- [EXERCISE INSTRUCTIONS]: Please rewrite every row below as a numbered list, dropping any blank lines and leaving the pictures out.

- [RECORDS TO PROCESS]:
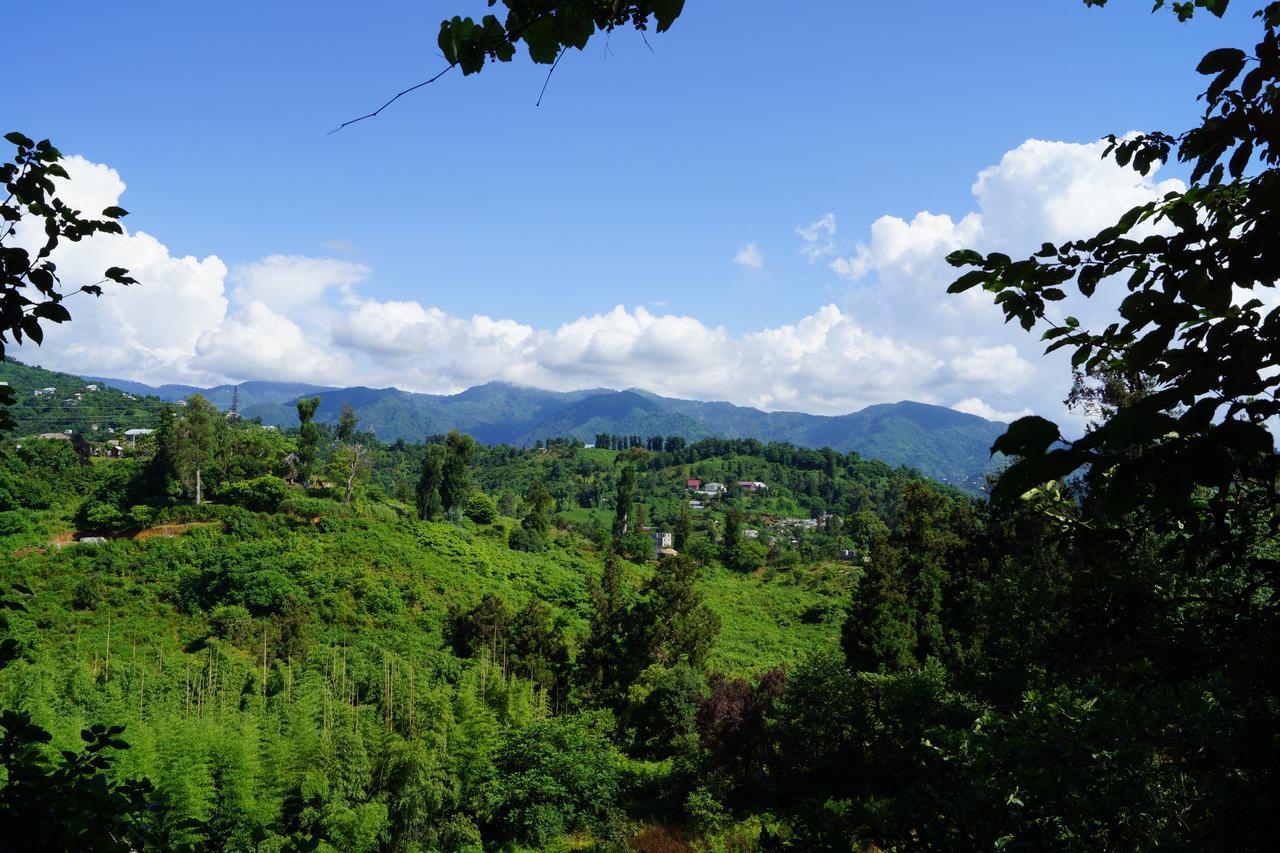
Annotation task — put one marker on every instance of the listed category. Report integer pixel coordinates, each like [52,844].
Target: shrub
[481,509]
[231,623]
[554,776]
[526,539]
[261,493]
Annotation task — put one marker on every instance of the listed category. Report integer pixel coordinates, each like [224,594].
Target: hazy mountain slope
[941,442]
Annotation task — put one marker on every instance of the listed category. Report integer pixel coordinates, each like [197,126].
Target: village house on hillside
[132,434]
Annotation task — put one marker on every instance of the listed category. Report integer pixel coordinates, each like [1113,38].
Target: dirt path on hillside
[173,529]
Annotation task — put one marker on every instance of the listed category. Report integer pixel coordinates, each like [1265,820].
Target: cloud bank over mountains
[894,334]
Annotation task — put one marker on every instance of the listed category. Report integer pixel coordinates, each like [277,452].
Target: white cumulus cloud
[749,256]
[894,336]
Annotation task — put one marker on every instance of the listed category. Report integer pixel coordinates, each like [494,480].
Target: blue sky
[636,182]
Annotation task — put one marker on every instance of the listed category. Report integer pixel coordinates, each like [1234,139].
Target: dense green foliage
[841,656]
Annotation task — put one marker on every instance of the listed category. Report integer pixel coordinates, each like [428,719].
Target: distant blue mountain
[944,443]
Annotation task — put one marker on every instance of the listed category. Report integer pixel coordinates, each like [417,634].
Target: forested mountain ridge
[946,445]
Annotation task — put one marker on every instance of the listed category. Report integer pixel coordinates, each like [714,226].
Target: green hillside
[101,413]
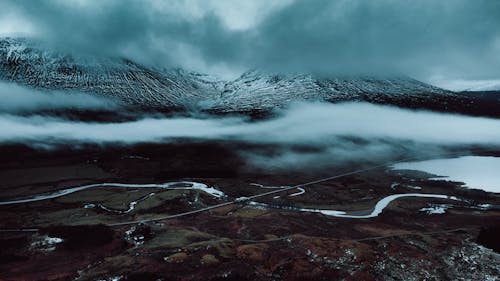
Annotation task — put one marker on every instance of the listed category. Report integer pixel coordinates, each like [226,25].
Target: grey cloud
[305,134]
[455,38]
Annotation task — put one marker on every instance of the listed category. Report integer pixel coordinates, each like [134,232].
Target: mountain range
[28,63]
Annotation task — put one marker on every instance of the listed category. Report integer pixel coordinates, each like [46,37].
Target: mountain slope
[24,62]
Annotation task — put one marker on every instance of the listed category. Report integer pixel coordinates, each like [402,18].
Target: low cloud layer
[18,99]
[425,39]
[304,133]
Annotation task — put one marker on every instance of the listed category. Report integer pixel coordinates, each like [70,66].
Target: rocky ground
[75,237]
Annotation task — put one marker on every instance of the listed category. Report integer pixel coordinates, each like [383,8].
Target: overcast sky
[427,39]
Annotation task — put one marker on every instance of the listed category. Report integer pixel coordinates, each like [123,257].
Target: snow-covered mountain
[25,62]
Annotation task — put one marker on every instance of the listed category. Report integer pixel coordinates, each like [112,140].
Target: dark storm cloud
[455,38]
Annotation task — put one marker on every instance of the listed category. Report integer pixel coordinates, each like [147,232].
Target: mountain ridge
[26,63]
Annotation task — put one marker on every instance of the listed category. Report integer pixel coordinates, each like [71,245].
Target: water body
[377,210]
[169,185]
[480,172]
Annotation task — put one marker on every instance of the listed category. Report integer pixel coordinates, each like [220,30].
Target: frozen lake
[481,172]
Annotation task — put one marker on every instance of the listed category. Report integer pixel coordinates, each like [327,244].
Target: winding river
[169,185]
[377,210]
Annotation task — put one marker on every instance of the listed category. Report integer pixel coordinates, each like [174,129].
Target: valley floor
[86,234]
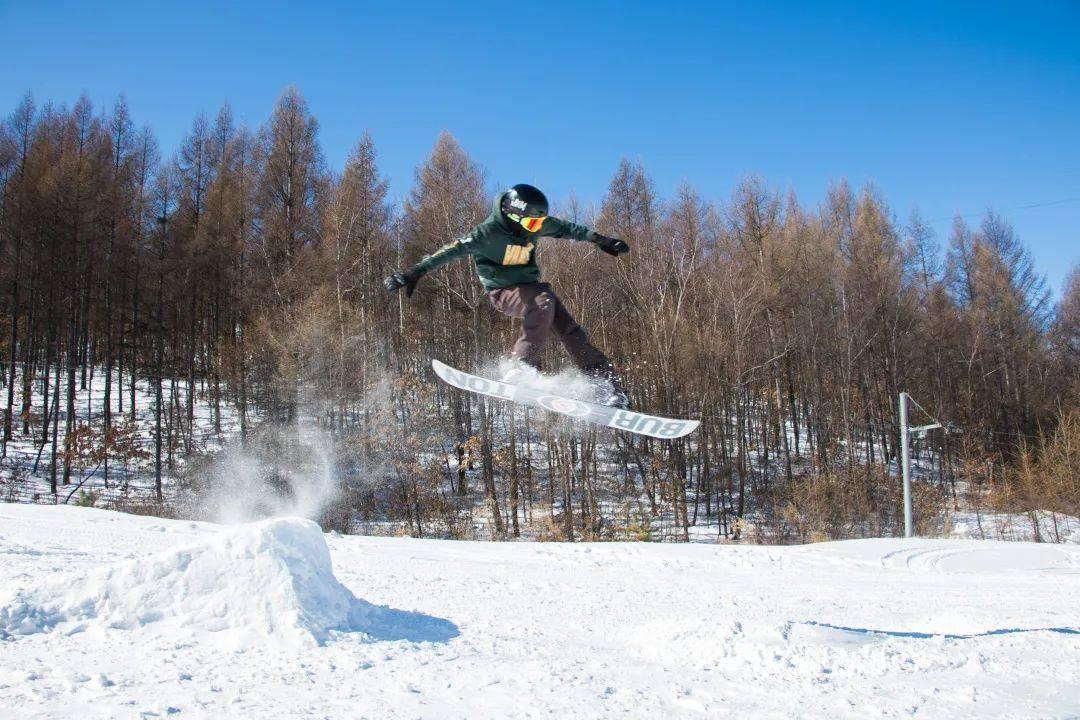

- [OUTPUT FOR THIS TASK]:
1. Annotation task — put one marker on every instance of the listed category. Report integer pixel coordinates, each like [52,844].
2. Target: shrub
3. [481,509]
4. [231,623]
5. [554,776]
6. [526,539]
7. [261,493]
8. Annotation task — put one marker on every instance of the listed category. Report integer pixel coordinates, each like [224,594].
9. Target: hazy mountain slope
10. [941,442]
11. Annotation task — put one marker on every instance of the listed category. Report integer pixel coordinates, each like [197,126].
12. Target: village house on hillside
13. [132,434]
14. Annotation task — put one marker on every instance of the listed category. Report integer pixel coordinates, each like [1113,38].
15. Target: dirt path on hillside
16. [173,529]
17. Annotation task — put one marker on every instance of the listed category. Report integer pixel coordinates, each like [1265,820].
18. Target: cloud bank over mountains
19. [894,334]
20. Annotation task — put one marker on every instance of the listed category. Report integer pixel coordinates, each like [277,452].
21. Target: white cumulus cloud
22. [749,256]
23. [894,336]
24. Annotation task — put one marker on every instance of the listed category. Report integer pixel coordinates, each like [494,480].
25. Target: blue sky
26. [636,182]
27. Annotation task — put one marker on every instance of the listed category. Report integer pixel coordinates, each like [1234,139].
28. Target: dense green foliage
29. [841,656]
30. Annotation task — put one marker on every instance of the listed category. Report integer pixel coordinates, each like [428,719].
31. Target: distant blue mountain
32. [944,443]
33. Annotation task — put one marker on every instance of the listed category. Report integer pixel coordinates, each like [417,634].
34. Target: forested mountain ridge
35. [946,445]
36. Annotation task — put one marker on every instance of the listed category. Report integer pixel coordinates, each like [714,226].
37. Target: green hillside
38. [101,413]
39. Annotation task — put one marker on every instance of the listed category. Report integer pixel coordinates, each like [226,25].
40. Target: grey cloud
41. [305,134]
42. [455,38]
43. Annotation task — put one marker on every instance of the listed category. Report integer pixel coordinates, each like [134,232].
44. Target: mountain range
45. [28,63]
46. Annotation task — put one marker on every instance of the listed category. Report integer pixel coordinates, each like [46,37].
47. Target: mountain slope
48. [24,62]
49. Annotation task — put one marker on every instance of the listed category. Report integer pixel coordinates, each like [402,18].
50. Target: low cloud layer
51. [18,99]
52. [425,39]
53. [304,133]
54. Annotation task — put one marker on every instance of the listed category. Report integer pixel coordinates, each like [70,66].
55. Target: rocky ground
56. [75,237]
57. Annotation task — put one marker on every instance of the listed category. Report integer pixel coordinates, each like [383,8].
58. Target: overcast sky
59. [427,39]
60. Annotation task — put one marker on every instance of the listed category. Report integer pixel coordinates, each like [123,257].
61. Target: snow-covered mountain
62. [25,62]
63. Annotation task — put one marker on every instance of the listed category. Report integer pixel coordinates, each like [112,140].
64. Target: dark storm cloud
65. [455,38]
66. Annotation task — put one marker on every instance of the listed category. Report integer pixel coordinates, each like [147,232].
67. Target: mountain ridge
68. [26,63]
69. Annotation task — put one marker on every instance of the listed category. Report integer pixel coordinates, each like [71,245].
70. Target: water body
71. [377,210]
72. [169,185]
73. [480,172]
74. Annotation task — put one marker on every instance of the listed category. Report integer pixel coordinates, each like [220,30].
75. Target: frozen lake
76. [481,172]
77. Annotation task — put one marker on every instance of the listed category. Report integer pixel coordinates, each like [327,244].
78. Target: winding river
79. [169,185]
80. [377,210]
81. Annotation task — put one marker on every instance of the listed category. Report integer pixel coordinates, each like [174,129].
82. Target: valley floor
83. [86,234]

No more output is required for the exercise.